● **REQUEST**
Swap "snow-covered ground" for "snowy field" everywhere in the data below and reproduce every line with nothing else changed.

***** LISTED ENTRIES

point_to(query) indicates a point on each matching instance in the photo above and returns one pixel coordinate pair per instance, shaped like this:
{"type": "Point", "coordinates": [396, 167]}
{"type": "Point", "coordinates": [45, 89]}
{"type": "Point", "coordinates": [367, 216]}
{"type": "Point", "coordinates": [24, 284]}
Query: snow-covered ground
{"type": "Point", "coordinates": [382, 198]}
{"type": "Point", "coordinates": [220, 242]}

**********

● **SOLVED PROBLEM**
point_to(query) indicates a point on each matching instance in the photo above and returns one pixel coordinate pair per instance, shaped like this:
{"type": "Point", "coordinates": [396, 167]}
{"type": "Point", "coordinates": [45, 89]}
{"type": "Point", "coordinates": [367, 216]}
{"type": "Point", "coordinates": [24, 284]}
Query: snowy field
{"type": "Point", "coordinates": [382, 198]}
{"type": "Point", "coordinates": [220, 242]}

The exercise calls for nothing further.